● **OBJECTIVE**:
Reproduce verbatim the lines of the material from the one containing "Expected behaviour: for every instance of the stone" through the last line of the material, both ends included.

● **GIVEN DATA**:
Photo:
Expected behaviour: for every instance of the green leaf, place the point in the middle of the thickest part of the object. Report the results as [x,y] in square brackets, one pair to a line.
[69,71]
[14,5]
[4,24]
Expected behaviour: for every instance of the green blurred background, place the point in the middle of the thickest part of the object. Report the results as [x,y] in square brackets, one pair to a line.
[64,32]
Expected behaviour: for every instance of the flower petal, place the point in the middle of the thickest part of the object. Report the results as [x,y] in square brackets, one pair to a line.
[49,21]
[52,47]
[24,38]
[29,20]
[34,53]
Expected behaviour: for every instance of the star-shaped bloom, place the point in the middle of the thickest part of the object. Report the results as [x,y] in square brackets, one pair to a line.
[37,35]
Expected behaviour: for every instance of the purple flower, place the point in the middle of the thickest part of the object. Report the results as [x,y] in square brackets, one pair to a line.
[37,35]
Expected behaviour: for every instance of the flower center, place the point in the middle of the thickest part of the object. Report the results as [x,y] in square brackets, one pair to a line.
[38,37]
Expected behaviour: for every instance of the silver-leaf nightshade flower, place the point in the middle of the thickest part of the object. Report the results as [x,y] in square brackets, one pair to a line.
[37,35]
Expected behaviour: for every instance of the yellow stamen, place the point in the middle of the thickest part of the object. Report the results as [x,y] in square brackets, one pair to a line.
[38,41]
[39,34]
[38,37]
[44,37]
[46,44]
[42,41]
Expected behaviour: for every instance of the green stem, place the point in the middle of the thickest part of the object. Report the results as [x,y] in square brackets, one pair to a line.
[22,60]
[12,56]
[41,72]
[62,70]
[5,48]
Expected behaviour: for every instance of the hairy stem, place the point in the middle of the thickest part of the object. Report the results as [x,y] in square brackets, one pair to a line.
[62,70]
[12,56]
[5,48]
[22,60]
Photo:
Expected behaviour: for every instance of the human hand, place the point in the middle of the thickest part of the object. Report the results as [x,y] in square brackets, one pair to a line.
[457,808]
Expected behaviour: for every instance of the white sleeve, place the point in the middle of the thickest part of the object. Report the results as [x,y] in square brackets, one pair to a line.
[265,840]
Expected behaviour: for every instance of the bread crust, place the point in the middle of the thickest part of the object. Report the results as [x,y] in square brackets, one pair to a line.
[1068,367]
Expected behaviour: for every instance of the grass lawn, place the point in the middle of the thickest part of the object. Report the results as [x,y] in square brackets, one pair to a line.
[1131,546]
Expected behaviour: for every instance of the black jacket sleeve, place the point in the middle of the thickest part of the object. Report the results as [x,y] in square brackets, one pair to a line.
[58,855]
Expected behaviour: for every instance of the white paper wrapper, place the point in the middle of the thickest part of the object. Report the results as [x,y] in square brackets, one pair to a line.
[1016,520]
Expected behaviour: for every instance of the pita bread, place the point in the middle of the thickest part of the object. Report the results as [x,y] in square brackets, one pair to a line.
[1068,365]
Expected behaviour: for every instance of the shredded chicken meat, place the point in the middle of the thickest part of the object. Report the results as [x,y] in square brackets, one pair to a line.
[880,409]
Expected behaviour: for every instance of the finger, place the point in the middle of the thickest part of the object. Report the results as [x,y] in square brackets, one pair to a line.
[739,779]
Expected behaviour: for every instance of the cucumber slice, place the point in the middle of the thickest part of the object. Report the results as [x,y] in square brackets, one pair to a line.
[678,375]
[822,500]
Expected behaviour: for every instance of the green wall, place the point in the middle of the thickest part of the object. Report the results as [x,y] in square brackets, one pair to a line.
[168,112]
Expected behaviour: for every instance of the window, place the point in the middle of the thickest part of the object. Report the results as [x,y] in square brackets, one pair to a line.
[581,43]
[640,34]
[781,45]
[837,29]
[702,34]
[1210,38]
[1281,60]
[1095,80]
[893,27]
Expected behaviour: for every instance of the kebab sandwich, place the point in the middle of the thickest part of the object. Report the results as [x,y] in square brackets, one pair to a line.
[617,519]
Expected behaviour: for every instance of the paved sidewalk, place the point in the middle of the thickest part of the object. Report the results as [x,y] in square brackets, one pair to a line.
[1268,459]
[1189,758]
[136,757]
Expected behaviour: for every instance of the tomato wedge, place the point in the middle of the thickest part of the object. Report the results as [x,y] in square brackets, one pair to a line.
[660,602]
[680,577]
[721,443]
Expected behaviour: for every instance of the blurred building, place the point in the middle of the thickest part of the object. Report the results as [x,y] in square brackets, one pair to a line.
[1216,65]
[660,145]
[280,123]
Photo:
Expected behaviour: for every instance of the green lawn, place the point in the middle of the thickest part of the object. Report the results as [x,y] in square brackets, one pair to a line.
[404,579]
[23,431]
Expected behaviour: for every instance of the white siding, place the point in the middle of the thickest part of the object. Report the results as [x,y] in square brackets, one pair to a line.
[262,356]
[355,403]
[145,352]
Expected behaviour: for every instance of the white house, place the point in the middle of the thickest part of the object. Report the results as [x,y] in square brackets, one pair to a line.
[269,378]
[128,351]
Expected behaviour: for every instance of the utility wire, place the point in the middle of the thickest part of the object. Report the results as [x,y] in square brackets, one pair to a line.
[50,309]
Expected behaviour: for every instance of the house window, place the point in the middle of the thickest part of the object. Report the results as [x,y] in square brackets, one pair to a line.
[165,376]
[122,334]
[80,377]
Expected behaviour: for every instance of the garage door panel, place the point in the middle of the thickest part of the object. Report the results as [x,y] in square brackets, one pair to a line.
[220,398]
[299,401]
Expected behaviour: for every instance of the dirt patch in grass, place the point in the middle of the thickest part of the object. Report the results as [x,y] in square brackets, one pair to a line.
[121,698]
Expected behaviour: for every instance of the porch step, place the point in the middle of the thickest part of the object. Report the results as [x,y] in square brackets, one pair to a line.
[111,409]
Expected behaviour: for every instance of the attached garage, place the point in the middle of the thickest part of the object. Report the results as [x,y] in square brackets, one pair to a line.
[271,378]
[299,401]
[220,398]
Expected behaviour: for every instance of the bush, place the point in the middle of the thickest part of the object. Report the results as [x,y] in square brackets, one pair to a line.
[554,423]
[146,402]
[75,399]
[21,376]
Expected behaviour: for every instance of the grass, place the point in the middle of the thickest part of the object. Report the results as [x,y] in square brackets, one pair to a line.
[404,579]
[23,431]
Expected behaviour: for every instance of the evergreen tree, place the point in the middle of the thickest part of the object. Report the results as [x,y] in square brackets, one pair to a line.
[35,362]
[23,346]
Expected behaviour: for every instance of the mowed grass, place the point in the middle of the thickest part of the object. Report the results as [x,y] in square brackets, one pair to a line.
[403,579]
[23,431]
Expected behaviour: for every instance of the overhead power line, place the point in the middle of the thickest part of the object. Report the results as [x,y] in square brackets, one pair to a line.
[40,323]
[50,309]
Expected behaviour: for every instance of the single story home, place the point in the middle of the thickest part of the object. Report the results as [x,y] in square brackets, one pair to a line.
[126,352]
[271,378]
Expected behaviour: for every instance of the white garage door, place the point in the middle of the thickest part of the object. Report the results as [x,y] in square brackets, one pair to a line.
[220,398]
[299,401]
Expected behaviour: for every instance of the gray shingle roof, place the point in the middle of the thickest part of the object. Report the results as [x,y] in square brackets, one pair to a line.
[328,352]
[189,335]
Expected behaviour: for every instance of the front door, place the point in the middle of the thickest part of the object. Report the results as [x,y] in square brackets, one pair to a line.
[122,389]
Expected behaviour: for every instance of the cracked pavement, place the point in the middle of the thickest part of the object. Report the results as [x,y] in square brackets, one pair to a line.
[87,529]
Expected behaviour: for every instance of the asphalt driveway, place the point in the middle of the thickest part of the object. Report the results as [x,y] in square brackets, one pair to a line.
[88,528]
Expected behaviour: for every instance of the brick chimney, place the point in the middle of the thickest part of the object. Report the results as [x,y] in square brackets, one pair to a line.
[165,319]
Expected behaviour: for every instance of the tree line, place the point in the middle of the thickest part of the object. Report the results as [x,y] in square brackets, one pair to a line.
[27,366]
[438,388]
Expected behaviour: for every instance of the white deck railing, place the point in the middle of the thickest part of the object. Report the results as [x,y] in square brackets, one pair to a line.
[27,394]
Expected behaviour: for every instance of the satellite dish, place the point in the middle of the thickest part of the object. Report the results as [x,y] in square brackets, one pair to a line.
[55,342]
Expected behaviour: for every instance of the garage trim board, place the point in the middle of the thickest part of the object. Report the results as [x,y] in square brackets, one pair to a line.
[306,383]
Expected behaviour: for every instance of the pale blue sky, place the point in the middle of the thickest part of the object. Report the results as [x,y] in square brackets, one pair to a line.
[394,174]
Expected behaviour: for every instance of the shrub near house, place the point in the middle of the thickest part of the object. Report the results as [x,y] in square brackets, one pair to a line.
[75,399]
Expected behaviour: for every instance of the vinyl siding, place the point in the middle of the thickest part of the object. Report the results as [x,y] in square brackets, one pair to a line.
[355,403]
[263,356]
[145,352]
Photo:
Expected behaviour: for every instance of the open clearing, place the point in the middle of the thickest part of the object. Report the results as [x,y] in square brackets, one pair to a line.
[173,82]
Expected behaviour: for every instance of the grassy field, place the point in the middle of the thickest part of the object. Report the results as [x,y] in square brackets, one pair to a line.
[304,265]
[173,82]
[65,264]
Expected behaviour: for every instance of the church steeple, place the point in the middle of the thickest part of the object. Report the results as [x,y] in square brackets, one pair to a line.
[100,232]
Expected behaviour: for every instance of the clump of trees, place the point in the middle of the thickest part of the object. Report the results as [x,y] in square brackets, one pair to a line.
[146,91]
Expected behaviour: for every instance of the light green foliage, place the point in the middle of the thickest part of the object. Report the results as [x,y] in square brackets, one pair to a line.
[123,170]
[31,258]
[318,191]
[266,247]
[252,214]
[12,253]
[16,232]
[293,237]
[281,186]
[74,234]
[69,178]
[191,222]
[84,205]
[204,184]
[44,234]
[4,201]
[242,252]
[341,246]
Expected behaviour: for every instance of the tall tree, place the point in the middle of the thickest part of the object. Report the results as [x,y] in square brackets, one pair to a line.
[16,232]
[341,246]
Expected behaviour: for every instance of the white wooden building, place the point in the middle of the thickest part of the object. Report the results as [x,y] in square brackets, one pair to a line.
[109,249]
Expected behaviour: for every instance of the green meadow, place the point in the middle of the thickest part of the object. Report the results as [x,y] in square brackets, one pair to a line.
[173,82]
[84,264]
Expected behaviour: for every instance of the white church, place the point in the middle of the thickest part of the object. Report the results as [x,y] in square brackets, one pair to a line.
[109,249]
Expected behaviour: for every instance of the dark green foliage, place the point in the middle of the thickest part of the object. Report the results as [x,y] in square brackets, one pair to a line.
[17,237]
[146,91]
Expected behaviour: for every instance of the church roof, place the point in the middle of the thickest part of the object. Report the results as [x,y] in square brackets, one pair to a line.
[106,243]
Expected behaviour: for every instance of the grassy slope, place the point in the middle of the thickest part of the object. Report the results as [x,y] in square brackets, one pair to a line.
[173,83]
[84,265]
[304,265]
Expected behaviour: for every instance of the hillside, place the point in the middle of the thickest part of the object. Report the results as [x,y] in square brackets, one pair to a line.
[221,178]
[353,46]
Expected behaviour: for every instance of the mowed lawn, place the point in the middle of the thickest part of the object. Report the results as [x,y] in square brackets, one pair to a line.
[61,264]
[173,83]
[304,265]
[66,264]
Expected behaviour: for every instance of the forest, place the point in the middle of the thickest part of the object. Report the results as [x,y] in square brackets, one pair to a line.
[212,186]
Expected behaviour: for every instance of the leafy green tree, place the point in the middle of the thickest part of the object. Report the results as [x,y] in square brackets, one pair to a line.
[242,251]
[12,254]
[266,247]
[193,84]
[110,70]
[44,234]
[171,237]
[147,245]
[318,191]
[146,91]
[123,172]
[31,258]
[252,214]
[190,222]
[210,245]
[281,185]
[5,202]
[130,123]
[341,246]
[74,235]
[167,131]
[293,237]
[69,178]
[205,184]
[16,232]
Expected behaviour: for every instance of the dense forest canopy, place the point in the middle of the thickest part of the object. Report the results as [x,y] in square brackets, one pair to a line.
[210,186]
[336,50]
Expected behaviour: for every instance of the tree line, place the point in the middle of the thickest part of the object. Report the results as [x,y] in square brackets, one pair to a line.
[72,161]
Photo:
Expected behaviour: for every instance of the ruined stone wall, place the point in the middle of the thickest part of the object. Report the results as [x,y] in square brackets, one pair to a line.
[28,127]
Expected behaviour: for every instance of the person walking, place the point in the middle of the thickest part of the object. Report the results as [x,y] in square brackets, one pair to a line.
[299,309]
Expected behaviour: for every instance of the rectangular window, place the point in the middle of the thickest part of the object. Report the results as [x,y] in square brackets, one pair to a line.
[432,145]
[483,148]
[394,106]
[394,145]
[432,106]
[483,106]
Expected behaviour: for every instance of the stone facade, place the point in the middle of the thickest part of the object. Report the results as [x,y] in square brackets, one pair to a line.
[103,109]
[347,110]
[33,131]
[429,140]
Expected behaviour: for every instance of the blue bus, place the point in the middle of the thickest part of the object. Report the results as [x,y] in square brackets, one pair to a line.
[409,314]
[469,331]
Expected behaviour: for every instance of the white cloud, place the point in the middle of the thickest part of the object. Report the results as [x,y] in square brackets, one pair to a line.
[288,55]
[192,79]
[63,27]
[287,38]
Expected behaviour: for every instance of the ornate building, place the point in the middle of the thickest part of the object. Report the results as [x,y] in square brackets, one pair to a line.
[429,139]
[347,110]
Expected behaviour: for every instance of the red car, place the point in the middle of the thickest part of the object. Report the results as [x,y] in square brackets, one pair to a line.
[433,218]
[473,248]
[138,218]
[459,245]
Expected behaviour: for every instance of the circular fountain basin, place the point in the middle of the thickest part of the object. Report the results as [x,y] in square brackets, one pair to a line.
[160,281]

● **WORKED SOLUTION**:
Expected behaviour: for every instance of the stone facade, place the point in the middle of the thickest part of the object. Report the results as [x,y] in square brackets, one pair to a line.
[103,109]
[347,110]
[33,131]
[429,140]
Expected behaviour: for every instance of the blue bus, place the point in the middle of the thickest part of the object. Report the results as [x,y] in square brackets, one pair to a line.
[409,314]
[469,331]
Expected behaviour: for every instance of the white cloud, place the point in the middle of the thickest part of the object. Report the results as [x,y] in square brackets, one pair to a line.
[288,55]
[192,79]
[63,27]
[287,38]
Expected behaviour: for every instance of the ornate building, place the point in the middle of the thickest part of the object. Report the results as [x,y] in square brackets, one pair to a line.
[429,139]
[347,110]
Expected behaviour: for every instance of the red car, place the point in the middle of the thickest part of the object. Report the results as [x,y] in square brackets, one pair to a line.
[433,218]
[473,248]
[138,218]
[459,245]
Expected behaviour: for every instance of the circular fountain basin, place the point in the middle of the thickest part of the object. Report the results as [x,y] in square brackets, one pair to a line.
[160,281]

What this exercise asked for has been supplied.